— Goal —
Retype, without alteration, each line from the line containing "Check that each instance of the beard" to the final line of the records.

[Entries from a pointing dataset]
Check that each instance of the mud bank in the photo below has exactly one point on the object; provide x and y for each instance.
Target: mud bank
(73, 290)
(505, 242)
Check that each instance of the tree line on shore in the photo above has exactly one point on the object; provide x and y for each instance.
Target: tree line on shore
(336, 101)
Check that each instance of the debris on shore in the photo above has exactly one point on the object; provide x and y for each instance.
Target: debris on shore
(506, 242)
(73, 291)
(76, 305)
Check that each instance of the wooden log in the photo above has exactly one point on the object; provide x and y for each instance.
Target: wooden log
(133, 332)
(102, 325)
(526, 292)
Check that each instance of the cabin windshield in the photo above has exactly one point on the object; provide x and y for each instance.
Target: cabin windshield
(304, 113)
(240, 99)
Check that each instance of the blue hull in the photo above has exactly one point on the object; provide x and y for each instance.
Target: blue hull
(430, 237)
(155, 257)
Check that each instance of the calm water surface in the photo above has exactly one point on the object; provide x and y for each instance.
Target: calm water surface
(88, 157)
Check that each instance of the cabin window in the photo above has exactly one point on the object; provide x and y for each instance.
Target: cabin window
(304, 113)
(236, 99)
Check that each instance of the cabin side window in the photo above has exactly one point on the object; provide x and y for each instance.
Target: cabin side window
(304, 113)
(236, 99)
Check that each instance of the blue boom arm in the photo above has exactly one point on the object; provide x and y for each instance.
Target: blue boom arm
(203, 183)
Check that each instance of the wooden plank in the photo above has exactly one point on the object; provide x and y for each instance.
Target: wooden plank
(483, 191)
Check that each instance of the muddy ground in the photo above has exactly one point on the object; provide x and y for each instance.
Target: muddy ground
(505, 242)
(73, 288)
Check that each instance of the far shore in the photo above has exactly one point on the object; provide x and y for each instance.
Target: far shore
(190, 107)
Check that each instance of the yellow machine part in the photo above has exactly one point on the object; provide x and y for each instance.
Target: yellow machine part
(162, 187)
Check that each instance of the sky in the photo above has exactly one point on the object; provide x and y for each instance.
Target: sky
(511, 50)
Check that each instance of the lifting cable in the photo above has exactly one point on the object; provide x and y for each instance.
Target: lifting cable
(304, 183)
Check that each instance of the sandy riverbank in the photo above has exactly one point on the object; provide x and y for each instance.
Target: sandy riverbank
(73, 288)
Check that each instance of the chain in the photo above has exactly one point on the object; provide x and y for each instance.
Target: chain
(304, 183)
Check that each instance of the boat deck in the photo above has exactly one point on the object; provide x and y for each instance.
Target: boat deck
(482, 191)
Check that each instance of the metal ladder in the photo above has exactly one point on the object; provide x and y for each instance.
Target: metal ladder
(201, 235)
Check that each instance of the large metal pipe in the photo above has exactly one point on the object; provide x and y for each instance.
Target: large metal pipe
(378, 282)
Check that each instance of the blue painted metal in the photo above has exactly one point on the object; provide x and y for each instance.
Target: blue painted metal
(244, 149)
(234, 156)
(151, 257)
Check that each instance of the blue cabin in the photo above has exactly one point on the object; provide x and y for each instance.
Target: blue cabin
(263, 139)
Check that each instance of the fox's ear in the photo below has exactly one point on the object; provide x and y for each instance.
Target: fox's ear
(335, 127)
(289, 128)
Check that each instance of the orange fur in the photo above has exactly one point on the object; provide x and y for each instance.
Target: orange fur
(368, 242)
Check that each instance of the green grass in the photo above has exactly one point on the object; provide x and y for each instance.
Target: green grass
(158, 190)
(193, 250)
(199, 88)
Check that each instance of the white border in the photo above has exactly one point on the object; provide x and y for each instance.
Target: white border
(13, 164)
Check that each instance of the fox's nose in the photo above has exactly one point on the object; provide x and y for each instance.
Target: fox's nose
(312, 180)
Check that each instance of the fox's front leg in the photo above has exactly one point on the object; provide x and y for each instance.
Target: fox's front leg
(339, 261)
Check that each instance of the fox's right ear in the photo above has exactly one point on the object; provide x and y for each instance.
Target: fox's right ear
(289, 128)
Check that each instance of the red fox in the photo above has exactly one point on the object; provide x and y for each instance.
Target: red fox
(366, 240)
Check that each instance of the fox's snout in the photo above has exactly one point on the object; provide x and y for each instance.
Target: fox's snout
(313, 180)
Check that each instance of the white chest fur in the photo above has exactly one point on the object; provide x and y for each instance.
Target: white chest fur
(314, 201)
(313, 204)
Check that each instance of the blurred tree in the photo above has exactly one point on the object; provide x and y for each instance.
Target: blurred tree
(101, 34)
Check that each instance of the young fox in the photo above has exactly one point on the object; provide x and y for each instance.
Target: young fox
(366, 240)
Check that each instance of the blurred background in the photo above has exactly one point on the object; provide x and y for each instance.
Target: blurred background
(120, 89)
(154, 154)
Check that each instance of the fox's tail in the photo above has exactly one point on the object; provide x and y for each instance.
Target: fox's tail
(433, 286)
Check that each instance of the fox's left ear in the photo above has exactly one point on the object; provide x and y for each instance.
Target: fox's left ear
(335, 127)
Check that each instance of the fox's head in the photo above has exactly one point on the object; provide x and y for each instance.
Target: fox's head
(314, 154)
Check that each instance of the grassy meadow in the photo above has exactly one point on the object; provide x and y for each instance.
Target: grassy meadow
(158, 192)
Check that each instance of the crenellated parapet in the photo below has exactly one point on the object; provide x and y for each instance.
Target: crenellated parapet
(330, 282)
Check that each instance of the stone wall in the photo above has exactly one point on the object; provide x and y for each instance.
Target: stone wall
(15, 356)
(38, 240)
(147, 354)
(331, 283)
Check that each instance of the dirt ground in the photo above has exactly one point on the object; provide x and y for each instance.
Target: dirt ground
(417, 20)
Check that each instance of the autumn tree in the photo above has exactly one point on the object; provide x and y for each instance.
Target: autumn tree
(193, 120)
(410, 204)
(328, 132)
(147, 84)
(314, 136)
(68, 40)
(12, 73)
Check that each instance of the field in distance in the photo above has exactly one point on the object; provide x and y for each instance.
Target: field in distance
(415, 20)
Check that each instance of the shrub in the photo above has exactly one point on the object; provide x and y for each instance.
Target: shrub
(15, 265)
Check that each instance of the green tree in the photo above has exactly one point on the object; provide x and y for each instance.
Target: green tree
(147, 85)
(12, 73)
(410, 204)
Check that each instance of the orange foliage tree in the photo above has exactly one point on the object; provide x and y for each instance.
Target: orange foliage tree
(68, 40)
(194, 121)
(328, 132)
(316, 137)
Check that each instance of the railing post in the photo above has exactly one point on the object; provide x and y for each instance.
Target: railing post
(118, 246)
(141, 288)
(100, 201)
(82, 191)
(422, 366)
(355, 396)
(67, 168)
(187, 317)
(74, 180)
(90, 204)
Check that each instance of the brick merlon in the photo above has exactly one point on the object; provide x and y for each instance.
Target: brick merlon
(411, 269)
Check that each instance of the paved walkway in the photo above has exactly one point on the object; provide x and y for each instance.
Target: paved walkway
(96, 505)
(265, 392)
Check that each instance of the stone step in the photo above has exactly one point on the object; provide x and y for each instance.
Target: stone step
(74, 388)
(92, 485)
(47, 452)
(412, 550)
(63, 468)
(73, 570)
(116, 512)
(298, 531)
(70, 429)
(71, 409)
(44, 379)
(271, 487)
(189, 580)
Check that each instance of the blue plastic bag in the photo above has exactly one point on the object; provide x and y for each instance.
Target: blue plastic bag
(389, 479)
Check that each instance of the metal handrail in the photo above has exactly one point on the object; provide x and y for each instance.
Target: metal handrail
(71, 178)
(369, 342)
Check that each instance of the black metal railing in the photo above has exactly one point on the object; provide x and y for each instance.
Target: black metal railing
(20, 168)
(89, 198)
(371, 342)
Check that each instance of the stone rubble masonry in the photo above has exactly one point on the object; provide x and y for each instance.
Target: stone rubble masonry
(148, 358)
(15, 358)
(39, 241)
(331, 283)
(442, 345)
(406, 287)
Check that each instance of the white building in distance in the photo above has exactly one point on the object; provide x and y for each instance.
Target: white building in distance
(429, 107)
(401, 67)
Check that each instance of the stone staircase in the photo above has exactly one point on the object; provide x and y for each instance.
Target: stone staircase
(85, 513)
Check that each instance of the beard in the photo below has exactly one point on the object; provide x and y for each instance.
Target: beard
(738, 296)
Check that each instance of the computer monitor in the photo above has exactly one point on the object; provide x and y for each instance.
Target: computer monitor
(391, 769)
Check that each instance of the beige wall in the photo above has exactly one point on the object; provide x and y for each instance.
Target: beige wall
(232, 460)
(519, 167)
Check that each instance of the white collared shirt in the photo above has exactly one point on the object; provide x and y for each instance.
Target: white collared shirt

— Problem solution —
Check that each instance of the beard in the photo below has exactly one point on the object; provide x and y for each instance.
Target: beard
(738, 296)
Check that each instance of the computer monitor in the photo above has exactly one point on the object; provide x and y for each instance.
Target: computer monitor
(391, 769)
Check that each instance of the beige wall in the photo above has exactly one point on the object; provide x and y for each instance.
Target: beige wall
(232, 460)
(519, 167)
Check that each instance of the white collared shirt in the photo above has exactly one point on the object; provide x and y for each instance.
Target: white collared shirt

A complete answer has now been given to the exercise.